- Stated goal: Reproduce, word for word, the part of the tutorial below that starts with "- For VPC, select" and goes on through "where compute resources will be created.".

- Passage:
____

Configuring Cloud Resources with Templates
This tutorial introduces key Dremio concepts and tasks including:
- Creating a Sonar project
- Creating a table and populating it with data
- Accelerating queries to sub-second using data reflections
This tutorial can be completed using your own data sources and datasets; for simplicity, we recommend using the datasets that we’ve provided.
For Azure accounts, you can use an ARM template for only your first project. You must use the manual procedure to add subsequent projects.
Prerequisites
Before you begin, sign up for Dremio Cloud and verify that you meet the prerequisites. After you’ve signed up, you’ll be logged into your organization and navigated to your organization homepage.
You can now get started with adding a Sonar project.
Step 1. Add a Sonar Project
This tutorial uses the CloudFormation template (CFT) for connecting an AWS account or the Azure Resource Manager (ARM) template for connecting an Azure account. Templates are the recommended method for configuring project resources.
If you are using the CFT for AWS, see the annotated CloudFormation Template for more information about the resources created and permissions granted to Dremio.
To manually create cloud and project resources instead of using templates, see Configuring Your Cloud Resources Manually.
After addressing the prerequisites, follow these steps to create your first Sonar project:
-
On your organization homepage, click Add Sonar Project on the Sonar card.
-
In the Add Sonar Project dialog, for Project name, specify a name to identify your project. You can change the name of the project after creation.
-
For Arctic catalog name, specify a name to identify the primary catalog in your project. The name cannot be changed once the catalog has been created. The name cannot include the following special characters:
/
,:
,[
, or]
. -
Select a cloud provider.
-
Select the region in which compute resources and the project store will be created. For a list of supported regions, see Supported Regions.
-
(Optional) Add one or more tags to help you identify compute resources for this project in your cloud provider account.
-
Click Next.
To continue the configuration, follow the steps for your cloud provider.
- AWS
- Azure
- Click Launch CloudFormation Template, which will open the AWS console in a new browser tab.
- On the “Quick create stack” page in the AWS Console, for Stack name, enter a name to identify the stack. This name must be unique to your AWS account and cannot include underscores.
- For VPC, select the VPC in which compute resources will be created.
- For Subnets, select one or more subnets where compute resources will be created.
- For Project Store, a unique name has been generated for the S3 bucket that will be created in your AWS account as the metadata store for your project. You can specify a different name here but it must be unique across AWS.

____

- Information supplied:

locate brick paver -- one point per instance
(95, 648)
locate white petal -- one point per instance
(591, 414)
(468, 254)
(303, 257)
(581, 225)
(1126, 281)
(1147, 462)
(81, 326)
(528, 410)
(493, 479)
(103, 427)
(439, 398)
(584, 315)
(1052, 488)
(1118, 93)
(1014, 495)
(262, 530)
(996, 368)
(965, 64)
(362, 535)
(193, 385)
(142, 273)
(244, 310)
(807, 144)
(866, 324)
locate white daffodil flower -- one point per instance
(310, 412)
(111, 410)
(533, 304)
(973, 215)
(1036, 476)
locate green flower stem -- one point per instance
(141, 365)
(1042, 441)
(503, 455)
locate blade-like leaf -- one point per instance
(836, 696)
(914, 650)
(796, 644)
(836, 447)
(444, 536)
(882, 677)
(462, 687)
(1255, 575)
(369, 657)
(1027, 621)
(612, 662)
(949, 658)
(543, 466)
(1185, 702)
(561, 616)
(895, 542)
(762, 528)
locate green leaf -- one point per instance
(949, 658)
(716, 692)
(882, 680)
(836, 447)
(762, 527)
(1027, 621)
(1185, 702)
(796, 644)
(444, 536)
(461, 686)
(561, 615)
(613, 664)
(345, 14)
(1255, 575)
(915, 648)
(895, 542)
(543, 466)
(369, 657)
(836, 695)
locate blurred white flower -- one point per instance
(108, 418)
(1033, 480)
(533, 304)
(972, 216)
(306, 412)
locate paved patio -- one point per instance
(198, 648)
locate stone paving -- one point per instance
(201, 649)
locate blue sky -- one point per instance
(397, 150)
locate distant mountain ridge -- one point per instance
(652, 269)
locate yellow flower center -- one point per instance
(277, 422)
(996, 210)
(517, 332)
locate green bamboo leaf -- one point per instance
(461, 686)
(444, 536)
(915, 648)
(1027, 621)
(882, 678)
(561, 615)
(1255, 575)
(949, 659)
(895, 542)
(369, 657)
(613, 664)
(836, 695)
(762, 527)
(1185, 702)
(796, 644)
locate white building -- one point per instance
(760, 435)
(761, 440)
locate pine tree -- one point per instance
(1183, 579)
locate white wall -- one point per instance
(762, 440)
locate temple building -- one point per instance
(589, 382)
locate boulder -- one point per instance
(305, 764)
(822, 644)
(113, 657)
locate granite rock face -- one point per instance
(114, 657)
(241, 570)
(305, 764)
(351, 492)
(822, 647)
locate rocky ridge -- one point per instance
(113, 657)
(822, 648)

____

- Full output:
- For VPC, select the VPC in which compute resources will be created.
- For Subnets, select one or more subnets where compute resources will be created.